··· DOCUMENT TEXT

Rabu, 09 November 2011

Movie of the week: The Last Temptation Of Christ (1988)


There are several Martin Scorsese gangster films I don't care for due to bad language and violence, but this is one of his director efforts I like.

I think "The Last Temptation Of Christ" (TLTOC) is a very moving and powerful film. An intimate character study. I won't bore you with a summary. The controversy surrounding the subject matter may have helped the box office. TLTOC has in my opinion more depth than the to me overhyped "Passion of the Christ"(2004) (POTC). In POTC it seemed like the violence overshadows the substance.

Jesus Christ's (JC) inspiring story is one we seem never to get tired of, heck we endure it every Christmas, and so many films have been made over the subject.

The problem with making a JC film is that you can never satisfy everyone. The 100 % true story will never be know or told, as we can't go back in time.

Not sure I like the idea that executives are making money from selling JC's story, though. But if you said that about everything, you would never see any films about real people.

······
··· RAW RECORDS

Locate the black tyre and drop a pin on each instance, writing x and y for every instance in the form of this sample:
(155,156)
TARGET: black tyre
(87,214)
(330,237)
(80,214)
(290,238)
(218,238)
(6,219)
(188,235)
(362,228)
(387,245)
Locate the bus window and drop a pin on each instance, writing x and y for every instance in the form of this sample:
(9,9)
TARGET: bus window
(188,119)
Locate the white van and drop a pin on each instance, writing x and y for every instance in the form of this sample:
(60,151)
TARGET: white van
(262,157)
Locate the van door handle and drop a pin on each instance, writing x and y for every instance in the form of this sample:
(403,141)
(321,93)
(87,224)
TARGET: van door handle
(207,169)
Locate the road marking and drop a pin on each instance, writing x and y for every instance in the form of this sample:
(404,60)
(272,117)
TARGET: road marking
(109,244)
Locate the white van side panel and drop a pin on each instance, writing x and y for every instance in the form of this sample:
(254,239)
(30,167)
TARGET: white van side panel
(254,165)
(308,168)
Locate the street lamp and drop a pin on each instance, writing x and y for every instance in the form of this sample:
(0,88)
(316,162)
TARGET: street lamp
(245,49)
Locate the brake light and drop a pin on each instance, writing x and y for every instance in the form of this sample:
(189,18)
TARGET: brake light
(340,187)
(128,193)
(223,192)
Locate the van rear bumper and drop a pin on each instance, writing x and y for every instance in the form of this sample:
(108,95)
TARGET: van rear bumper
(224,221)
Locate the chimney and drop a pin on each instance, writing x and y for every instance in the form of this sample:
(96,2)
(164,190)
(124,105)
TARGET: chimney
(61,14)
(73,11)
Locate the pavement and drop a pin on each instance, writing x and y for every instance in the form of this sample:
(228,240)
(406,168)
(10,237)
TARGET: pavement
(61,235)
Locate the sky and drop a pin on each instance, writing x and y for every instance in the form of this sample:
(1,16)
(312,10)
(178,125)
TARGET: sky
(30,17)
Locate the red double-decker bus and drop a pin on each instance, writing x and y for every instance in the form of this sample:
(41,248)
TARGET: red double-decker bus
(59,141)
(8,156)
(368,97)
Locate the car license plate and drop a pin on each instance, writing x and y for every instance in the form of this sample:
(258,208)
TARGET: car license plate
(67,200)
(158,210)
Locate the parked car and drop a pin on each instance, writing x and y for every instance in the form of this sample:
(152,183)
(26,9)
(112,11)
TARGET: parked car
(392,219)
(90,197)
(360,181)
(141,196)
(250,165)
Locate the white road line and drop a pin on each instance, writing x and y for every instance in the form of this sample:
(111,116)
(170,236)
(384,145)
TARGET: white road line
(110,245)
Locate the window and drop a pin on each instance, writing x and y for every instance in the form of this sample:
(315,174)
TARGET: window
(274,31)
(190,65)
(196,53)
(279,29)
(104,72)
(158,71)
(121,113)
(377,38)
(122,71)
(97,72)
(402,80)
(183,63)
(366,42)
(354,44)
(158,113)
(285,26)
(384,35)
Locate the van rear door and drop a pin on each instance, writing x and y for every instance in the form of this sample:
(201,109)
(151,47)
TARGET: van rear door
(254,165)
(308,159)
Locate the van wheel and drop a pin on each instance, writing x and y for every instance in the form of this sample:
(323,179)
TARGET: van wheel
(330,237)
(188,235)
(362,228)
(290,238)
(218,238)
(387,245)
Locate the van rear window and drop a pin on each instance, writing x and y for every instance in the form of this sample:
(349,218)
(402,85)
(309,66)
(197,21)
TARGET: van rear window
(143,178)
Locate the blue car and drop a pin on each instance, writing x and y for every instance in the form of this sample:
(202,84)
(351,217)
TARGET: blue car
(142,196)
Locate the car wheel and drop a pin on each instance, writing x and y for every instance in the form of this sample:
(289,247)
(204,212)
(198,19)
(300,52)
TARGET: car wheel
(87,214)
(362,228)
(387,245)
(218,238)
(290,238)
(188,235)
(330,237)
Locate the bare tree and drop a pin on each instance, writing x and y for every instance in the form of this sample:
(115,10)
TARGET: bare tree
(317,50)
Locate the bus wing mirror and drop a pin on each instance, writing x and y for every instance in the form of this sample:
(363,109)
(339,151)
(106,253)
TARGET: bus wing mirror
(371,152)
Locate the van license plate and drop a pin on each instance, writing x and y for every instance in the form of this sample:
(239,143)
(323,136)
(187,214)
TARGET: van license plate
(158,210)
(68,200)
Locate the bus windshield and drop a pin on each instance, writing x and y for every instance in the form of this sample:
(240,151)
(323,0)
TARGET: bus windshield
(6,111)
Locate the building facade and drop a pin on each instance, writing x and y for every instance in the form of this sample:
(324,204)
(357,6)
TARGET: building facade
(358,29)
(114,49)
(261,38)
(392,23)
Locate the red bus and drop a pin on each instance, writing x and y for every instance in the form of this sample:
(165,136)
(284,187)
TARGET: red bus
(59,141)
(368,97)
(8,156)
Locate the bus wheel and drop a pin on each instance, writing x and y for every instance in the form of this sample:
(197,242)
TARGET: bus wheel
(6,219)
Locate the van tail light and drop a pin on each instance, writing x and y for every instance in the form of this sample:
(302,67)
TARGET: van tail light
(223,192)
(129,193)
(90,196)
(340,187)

······

Can you reproduce the entire movie-of-the-week post on The Last Temptation Of Christ, word for word from start to finish?

Rabu, 09 November 2011

Movie of the week: The Last Temptation Of Christ (1988)


There are several Martin Scorsese gangster films I don't care for due to bad language and violence, but this is one of his director efforts I like.

I think "The Last Temptation Of Christ" (TLTOC) is a very moving and powerful film. An intimate character study. I won't bore you with a summary. The controversy surrounding the subject matter may have helped the box office. TLTOC has in my opinion more depth than the to me overhyped "Passion of the Christ"(2004) (POTC). In POTC it seemed like the violence overshadows the substance.

Jesus Christ's (JC) inspiring story is one we seem never to get tired of, heck we endure it every Christmas, and so many films have been made over the subject.

The problem with making a JC film is that you can never satisfy everyone. The 100 % true story will never be know or told, as we can't go back in time.

Not sure I like the idea that executives are making money from selling JC's story, though. But if you said that about everything, you would never see any films about real people.